# Exercise
Output every one of the rows below as a Markdown table with two columns, Number and Line, giving each line its row number and omitting blank lines.
——
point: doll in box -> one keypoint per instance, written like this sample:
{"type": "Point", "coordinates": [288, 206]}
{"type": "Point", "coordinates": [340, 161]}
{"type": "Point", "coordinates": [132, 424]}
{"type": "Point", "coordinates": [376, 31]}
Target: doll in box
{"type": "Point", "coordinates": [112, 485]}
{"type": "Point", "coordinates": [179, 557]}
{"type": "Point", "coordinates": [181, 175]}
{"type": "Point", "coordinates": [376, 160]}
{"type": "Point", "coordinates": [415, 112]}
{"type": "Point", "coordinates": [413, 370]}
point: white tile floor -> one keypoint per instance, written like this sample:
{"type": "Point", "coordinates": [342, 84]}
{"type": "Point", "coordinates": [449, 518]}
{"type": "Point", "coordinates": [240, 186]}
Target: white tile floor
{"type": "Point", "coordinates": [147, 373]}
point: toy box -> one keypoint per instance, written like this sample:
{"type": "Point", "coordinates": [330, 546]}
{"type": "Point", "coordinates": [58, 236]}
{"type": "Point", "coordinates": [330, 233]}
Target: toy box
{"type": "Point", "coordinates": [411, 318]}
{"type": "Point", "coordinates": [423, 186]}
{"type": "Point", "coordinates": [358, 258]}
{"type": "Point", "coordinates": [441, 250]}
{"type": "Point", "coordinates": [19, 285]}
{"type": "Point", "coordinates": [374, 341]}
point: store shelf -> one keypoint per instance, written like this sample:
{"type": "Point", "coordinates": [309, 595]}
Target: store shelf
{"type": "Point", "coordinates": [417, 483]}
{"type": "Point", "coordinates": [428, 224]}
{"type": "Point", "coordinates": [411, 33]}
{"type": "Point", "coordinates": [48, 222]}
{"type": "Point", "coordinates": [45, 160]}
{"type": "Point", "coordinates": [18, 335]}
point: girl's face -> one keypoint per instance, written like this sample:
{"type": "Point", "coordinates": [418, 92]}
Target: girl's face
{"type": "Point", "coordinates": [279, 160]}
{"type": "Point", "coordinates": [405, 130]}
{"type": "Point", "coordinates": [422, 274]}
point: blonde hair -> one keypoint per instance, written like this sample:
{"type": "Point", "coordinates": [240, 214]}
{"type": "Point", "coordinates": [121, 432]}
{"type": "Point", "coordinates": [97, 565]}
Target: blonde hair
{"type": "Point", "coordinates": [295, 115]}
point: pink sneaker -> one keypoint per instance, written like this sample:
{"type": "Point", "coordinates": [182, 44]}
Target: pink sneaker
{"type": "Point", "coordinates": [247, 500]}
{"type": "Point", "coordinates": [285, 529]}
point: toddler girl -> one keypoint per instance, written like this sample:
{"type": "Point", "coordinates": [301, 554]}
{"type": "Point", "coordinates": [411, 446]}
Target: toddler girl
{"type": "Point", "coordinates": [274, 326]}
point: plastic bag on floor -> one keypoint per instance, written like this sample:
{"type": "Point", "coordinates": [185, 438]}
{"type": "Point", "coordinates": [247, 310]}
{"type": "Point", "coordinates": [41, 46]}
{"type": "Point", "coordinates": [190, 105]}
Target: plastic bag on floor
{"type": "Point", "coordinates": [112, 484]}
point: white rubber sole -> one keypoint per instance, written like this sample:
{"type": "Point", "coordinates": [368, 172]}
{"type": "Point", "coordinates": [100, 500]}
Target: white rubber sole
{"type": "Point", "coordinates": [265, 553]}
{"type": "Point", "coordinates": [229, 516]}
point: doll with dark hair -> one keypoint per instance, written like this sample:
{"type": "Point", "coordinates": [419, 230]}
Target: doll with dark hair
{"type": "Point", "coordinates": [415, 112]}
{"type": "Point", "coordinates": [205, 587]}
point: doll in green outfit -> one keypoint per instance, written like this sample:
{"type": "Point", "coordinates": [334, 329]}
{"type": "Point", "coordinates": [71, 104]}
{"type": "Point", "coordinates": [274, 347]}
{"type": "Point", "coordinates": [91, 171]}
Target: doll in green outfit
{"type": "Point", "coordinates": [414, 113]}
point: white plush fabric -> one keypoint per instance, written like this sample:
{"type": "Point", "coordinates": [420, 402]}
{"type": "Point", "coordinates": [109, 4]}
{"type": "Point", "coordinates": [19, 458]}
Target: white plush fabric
——
# Written answer
| Number | Line |
|---|---|
| 1 | point: doll in box -> one keypoint per instance, written like this sample: |
| 2 | {"type": "Point", "coordinates": [288, 206]} |
| 3 | {"type": "Point", "coordinates": [340, 161]} |
| 4 | {"type": "Point", "coordinates": [132, 424]} |
| 5 | {"type": "Point", "coordinates": [376, 31]} |
| 6 | Target: doll in box |
| 7 | {"type": "Point", "coordinates": [112, 485]} |
| 8 | {"type": "Point", "coordinates": [179, 557]} |
| 9 | {"type": "Point", "coordinates": [181, 175]} |
| 10 | {"type": "Point", "coordinates": [376, 160]} |
| 11 | {"type": "Point", "coordinates": [415, 112]} |
| 12 | {"type": "Point", "coordinates": [413, 370]} |
| 13 | point: white tile floor -> one keypoint per instance, written like this sample: |
| 14 | {"type": "Point", "coordinates": [342, 84]} |
| 15 | {"type": "Point", "coordinates": [449, 518]} |
| 16 | {"type": "Point", "coordinates": [240, 186]} |
| 17 | Target: white tile floor |
| 18 | {"type": "Point", "coordinates": [147, 373]} |
| 19 | point: toy box -> one keypoint per instance, written like this sample: |
| 20 | {"type": "Point", "coordinates": [330, 546]} |
| 21 | {"type": "Point", "coordinates": [58, 236]} |
| 22 | {"type": "Point", "coordinates": [330, 233]} |
| 23 | Target: toy box |
| 24 | {"type": "Point", "coordinates": [411, 318]} |
| 25 | {"type": "Point", "coordinates": [423, 186]} |
| 26 | {"type": "Point", "coordinates": [358, 258]} |
| 27 | {"type": "Point", "coordinates": [441, 250]} |
| 28 | {"type": "Point", "coordinates": [19, 285]} |
| 29 | {"type": "Point", "coordinates": [374, 341]} |
| 30 | point: store shelf -> one keypoint per instance, written like this sample: |
| 31 | {"type": "Point", "coordinates": [309, 595]} |
| 32 | Target: store shelf |
| 33 | {"type": "Point", "coordinates": [417, 483]} |
| 34 | {"type": "Point", "coordinates": [428, 224]} |
| 35 | {"type": "Point", "coordinates": [411, 33]} |
| 36 | {"type": "Point", "coordinates": [48, 222]} |
| 37 | {"type": "Point", "coordinates": [45, 160]} |
| 38 | {"type": "Point", "coordinates": [18, 335]} |
| 39 | point: girl's face -> one keypoint per instance, written like this sample: |
| 40 | {"type": "Point", "coordinates": [418, 92]} |
| 41 | Target: girl's face |
| 42 | {"type": "Point", "coordinates": [279, 160]} |
| 43 | {"type": "Point", "coordinates": [405, 130]} |
| 44 | {"type": "Point", "coordinates": [422, 274]} |
| 45 | point: blonde hair -> one keypoint per instance, written like this sample: |
| 46 | {"type": "Point", "coordinates": [240, 214]} |
| 47 | {"type": "Point", "coordinates": [121, 432]} |
| 48 | {"type": "Point", "coordinates": [97, 565]} |
| 49 | Target: blonde hair |
| 50 | {"type": "Point", "coordinates": [295, 115]} |
| 51 | point: pink sneaker -> one keypoint per instance, written like this sample: |
| 52 | {"type": "Point", "coordinates": [182, 44]} |
| 53 | Target: pink sneaker |
| 54 | {"type": "Point", "coordinates": [247, 500]} |
| 55 | {"type": "Point", "coordinates": [285, 529]} |
| 56 | point: toddler girl -> one keypoint per instance, written like this sample: |
| 57 | {"type": "Point", "coordinates": [301, 554]} |
| 58 | {"type": "Point", "coordinates": [411, 446]} |
| 59 | Target: toddler girl |
| 60 | {"type": "Point", "coordinates": [274, 326]} |
| 61 | point: plastic bag on floor -> one keypoint per instance, written like this sample: |
| 62 | {"type": "Point", "coordinates": [185, 438]} |
| 63 | {"type": "Point", "coordinates": [247, 310]} |
| 64 | {"type": "Point", "coordinates": [41, 46]} |
| 65 | {"type": "Point", "coordinates": [190, 105]} |
| 66 | Target: plastic bag on floor |
| 67 | {"type": "Point", "coordinates": [112, 484]} |
| 68 | point: white rubber sole -> one keypoint per instance, written like this sample: |
| 69 | {"type": "Point", "coordinates": [368, 172]} |
| 70 | {"type": "Point", "coordinates": [100, 500]} |
| 71 | Target: white rubber sole |
| 72 | {"type": "Point", "coordinates": [265, 553]} |
| 73 | {"type": "Point", "coordinates": [229, 516]} |
| 74 | point: doll with dark hair -> one keypoint per instance, written like this sample: |
| 75 | {"type": "Point", "coordinates": [419, 230]} |
| 76 | Target: doll with dark hair |
| 77 | {"type": "Point", "coordinates": [415, 112]} |
| 78 | {"type": "Point", "coordinates": [205, 587]} |
| 79 | point: doll in green outfit -> one keypoint per instance, written like this sample: |
| 80 | {"type": "Point", "coordinates": [334, 329]} |
| 81 | {"type": "Point", "coordinates": [71, 104]} |
| 82 | {"type": "Point", "coordinates": [274, 347]} |
| 83 | {"type": "Point", "coordinates": [91, 171]} |
| 84 | Target: doll in green outfit |
| 85 | {"type": "Point", "coordinates": [414, 113]} |
| 86 | point: white plush fabric -> one keypoint per instance, written like this sample: |
| 87 | {"type": "Point", "coordinates": [420, 402]} |
| 88 | {"type": "Point", "coordinates": [109, 4]} |
| 89 | {"type": "Point", "coordinates": [19, 458]} |
| 90 | Target: white plush fabric |